→ PROBLEM DESCRIPTION: Can you write out the material below again, changing every "Teacher note" to "Instructor note" and leaving everything else untouched?

Object pointing dataset rows:

---

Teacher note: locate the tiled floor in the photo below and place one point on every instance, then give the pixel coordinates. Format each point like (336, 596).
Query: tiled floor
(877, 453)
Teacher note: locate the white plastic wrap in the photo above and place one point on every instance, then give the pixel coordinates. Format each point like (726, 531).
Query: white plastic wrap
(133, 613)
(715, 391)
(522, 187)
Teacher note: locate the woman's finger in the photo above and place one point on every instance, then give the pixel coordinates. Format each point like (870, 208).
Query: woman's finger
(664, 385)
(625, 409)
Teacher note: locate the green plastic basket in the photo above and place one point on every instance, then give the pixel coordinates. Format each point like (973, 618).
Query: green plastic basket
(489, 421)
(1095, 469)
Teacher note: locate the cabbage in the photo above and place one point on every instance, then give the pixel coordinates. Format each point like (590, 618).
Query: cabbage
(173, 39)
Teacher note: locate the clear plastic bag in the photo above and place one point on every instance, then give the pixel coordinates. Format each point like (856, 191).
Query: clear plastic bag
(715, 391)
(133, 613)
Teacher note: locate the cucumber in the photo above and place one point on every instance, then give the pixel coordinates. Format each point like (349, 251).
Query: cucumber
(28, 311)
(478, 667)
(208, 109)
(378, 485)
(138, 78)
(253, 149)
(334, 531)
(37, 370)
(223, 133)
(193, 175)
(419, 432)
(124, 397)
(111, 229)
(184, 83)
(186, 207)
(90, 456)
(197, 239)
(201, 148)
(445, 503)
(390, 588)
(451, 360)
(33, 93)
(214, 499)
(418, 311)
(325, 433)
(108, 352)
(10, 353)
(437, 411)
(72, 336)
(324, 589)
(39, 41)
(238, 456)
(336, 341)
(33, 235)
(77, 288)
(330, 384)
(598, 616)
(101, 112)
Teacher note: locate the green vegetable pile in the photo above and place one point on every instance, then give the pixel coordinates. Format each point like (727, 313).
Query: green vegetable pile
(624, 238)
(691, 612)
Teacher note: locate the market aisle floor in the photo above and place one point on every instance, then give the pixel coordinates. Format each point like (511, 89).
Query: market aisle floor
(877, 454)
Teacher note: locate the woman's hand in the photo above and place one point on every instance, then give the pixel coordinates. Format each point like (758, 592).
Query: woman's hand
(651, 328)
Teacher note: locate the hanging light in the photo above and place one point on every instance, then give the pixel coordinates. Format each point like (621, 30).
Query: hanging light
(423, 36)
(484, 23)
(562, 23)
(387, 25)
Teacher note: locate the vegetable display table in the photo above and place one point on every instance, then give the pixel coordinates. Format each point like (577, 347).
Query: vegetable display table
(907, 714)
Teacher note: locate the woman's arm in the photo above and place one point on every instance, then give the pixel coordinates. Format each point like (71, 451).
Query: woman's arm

---

→ EXERCISE SOLUTION:
Instructor note: locate the tiled floor in the photo below and place one point on every instance, then give the pixel coordinates. Format each point like (336, 596).
Query: tiled floor
(877, 453)
Instructor note: locate the white plastic wrap in the photo above and place one point on every instance, then give the pixel coordinates. Format each point like (726, 531).
Query: white plastic wrap
(133, 613)
(715, 391)
(522, 187)
Instructor note: locate the woman's finger in the photo above and place one point on every instance, then give the pixel coordinates. Format each point like (870, 208).
Query: woman's finger
(664, 385)
(625, 409)
Instructor note: locate the green plastic basket in the photo above and place one point on every instance, then give the pixel coordinates. Format each point like (973, 618).
Query: green plastic basket
(489, 421)
(1095, 469)
Instructor note: locate the cabbage in the photo above and place one point on every instance, then give the pixel coordinates. Format each point like (590, 618).
Query: cabbage
(173, 39)
Instructor note: locate the clear plastic bag in the photo above and place one point on every instance, then give the pixel coordinates. Format each point like (856, 191).
Query: clear plastic bag
(715, 391)
(133, 613)
Instructor note: locate the cucumber in the photo above and place one point on every instance, then give the pixel coordinates. Format each point like (349, 251).
Query: cucumber
(28, 311)
(478, 667)
(208, 109)
(378, 485)
(138, 78)
(253, 149)
(334, 531)
(37, 370)
(223, 133)
(193, 175)
(419, 432)
(124, 397)
(111, 229)
(184, 83)
(186, 207)
(90, 456)
(197, 239)
(201, 148)
(445, 503)
(390, 588)
(451, 360)
(33, 93)
(214, 499)
(418, 311)
(325, 433)
(108, 352)
(10, 353)
(437, 411)
(72, 336)
(324, 589)
(39, 41)
(238, 456)
(336, 341)
(33, 235)
(77, 288)
(330, 384)
(598, 616)
(101, 112)
Instructor note: locate the green vegetable pile in the photo above and place one point on every instance, then give the pixel coordinates. Format each point like (727, 313).
Query: green vegetable pile
(624, 238)
(691, 612)
Instructor note: locate the market aisle floor in the photo above and place one point on every instance, then give the pixel coordinates. Format each point like (511, 89).
Query: market aisle floor
(877, 454)
Instructor note: locate the woman's hand in the photo above and place one point on every instance, then give the pixel coordinates. Format each point like (758, 592).
Query: woman's hand
(651, 328)
Instructor note: locate the hanging light in the photo above and place one point on every instance, then give the pixel coordinates. Format each point like (621, 30).
Query: hanging light
(423, 36)
(484, 23)
(562, 23)
(387, 25)
Instructor note: locate the vegetable display table in the photo above and place one point on every instance, then give the pixel coordinates. Format each point like (577, 347).
Query: vegetable display table
(907, 714)
Instructor note: locate the woman's arm in the photo above and place one point on every instance, then give the pixel coordinates. Format each point like (71, 451).
Query: woman's arm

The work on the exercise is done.